** Opening Selected extract block **
US Secretary of State John Kerry boards his plane.
(photo credit: REUTERS)
The US State Department announced late Monday that it plans to provide over $71 million in humanitarian assistance to the Gaza Strip, a large portion of which is earmarked for the United Nations Relief and Works Agency (UNRWA).
"More than 58,000 people are still sheltering in United Nations facilities and basic necessities like food, clean water, and fuel remain in short supply throughout the territory," the State Department said in a statement.
UNRWA has been a subject of controversy in Israel over its perceived sympathy toward Hamas and its actions during Operation Protective Edge.
UNRWA admitted to finding Hamas rockets in their facilities on a number of occasions during the Gaza operation. It said it handed them over to local authorities “answerable to the national unity government.”
The State Department rebuked Israel after the army struck UNRWA facilities it claimed was used by Hamas as cover to launch rockets and mortars.
Earlier this month, The Jerusalem Post
reported Hamas used violence and threats against UN personnel in Gaza during Operation Protective Edge.
** Closing Selected extract block **
** Opening Data for analysis block **
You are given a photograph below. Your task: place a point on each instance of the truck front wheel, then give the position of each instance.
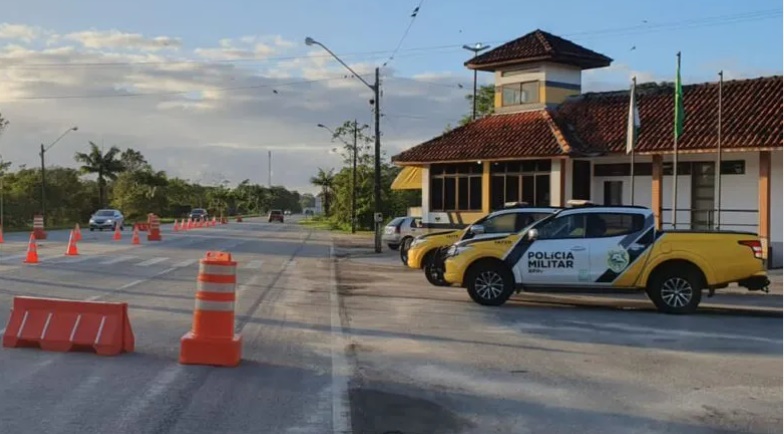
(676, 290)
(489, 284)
** Closing Data for analysis block **
** Opening Data for analysis block **
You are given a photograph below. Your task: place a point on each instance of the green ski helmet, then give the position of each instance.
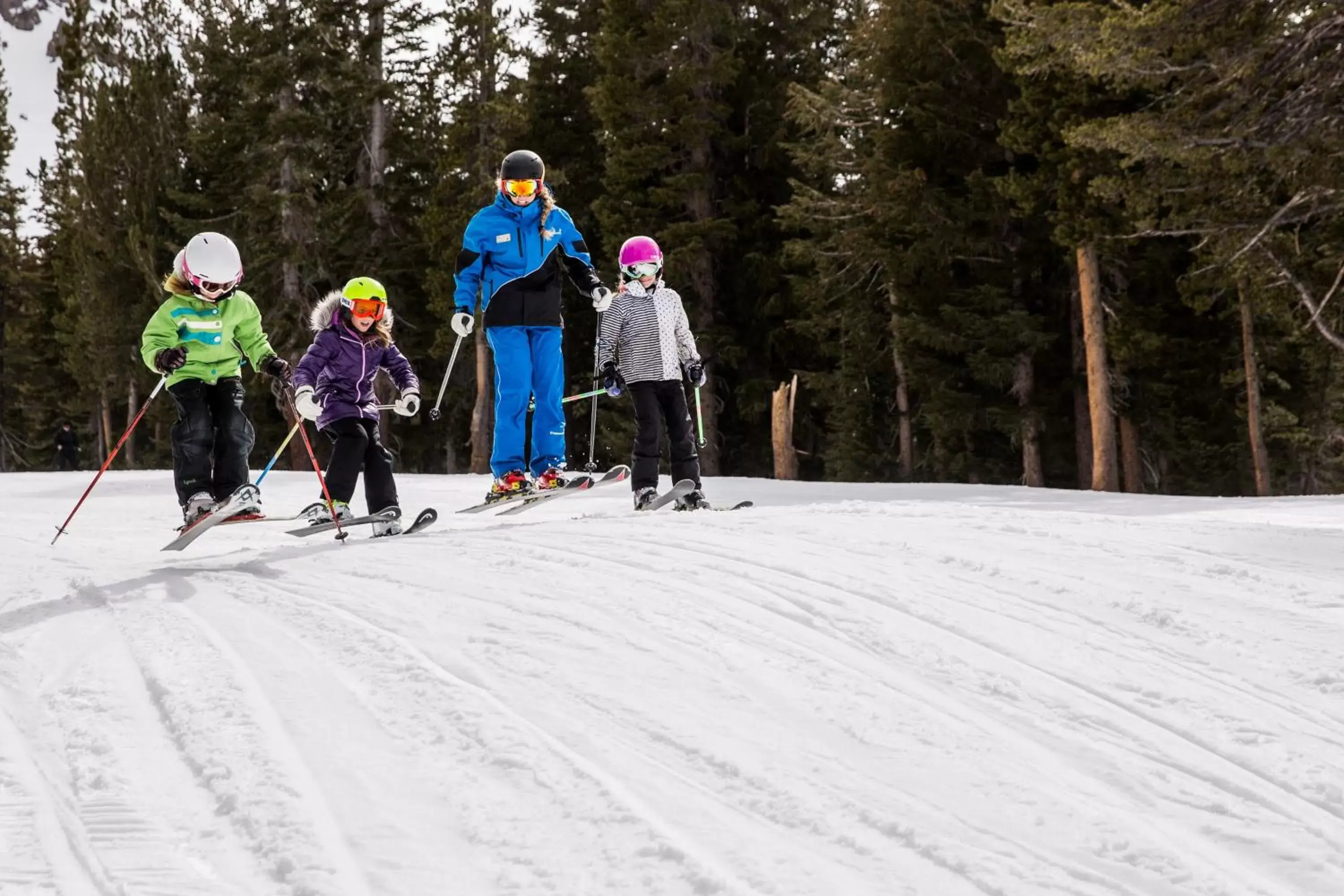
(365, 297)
** Closing Data for analysis block **
** Opening Data for analysis block **
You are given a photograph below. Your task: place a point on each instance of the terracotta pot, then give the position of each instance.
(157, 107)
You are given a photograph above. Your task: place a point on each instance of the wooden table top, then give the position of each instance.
** Closing Data for analysis block **
Tasks ::
1) Answer these questions from the article on US aid to Gaza:
(a) How much humanitarian assistance does the State Department plan to provide to the Gaza Strip?
(b) How many people are still sheltering in United Nations facilities?
(c) To whom did UNRWA say it handed over the rockets found in its facilities?
2) According to the article on US aid to Gaza, why has UNRWA been a subject of controversy in Israel? Answer in one to three sentences.
3) Write the next part of the article on US aid to Gaza, starting after its final sentence.

Answers ::
1)
(a) Over $71 million.
(b) More than 58,000.
(c) To local authorities "answerable to the national unity government."

2) UNRWA has been controversial in Israel because of its perceived sympathy toward Hamas and because of its actions during Operation Protective Edge.

3)
During the operation, Hamas was hiding weapons in facilities run by UNRWA, and firing rockets from close proximity to its schools, it was discovered. UNRWA workers were subject to Hamas threats at gun-point during the operation.
In a number of incidents, Hamas terrorists threatened to kill UNRWA personnel if they revealed that the Islamist group was using the UN facilities for purposes of war, to ensure that they would not speak out about Hamas’s activities.
Details have also emerged of the fate of medical supplies and food that were intended to be distributed by UNRWA to residents of Gaza in need of humanitarian aid. On a number of occasions, armed Hamas operatives forcefully confiscated the supplies, taking them for their own use.
In a few cases, both during and after the Gaza war, trucks carrying supplies to UNRWA facilities were intercepted and taken over by Hamas terrorists.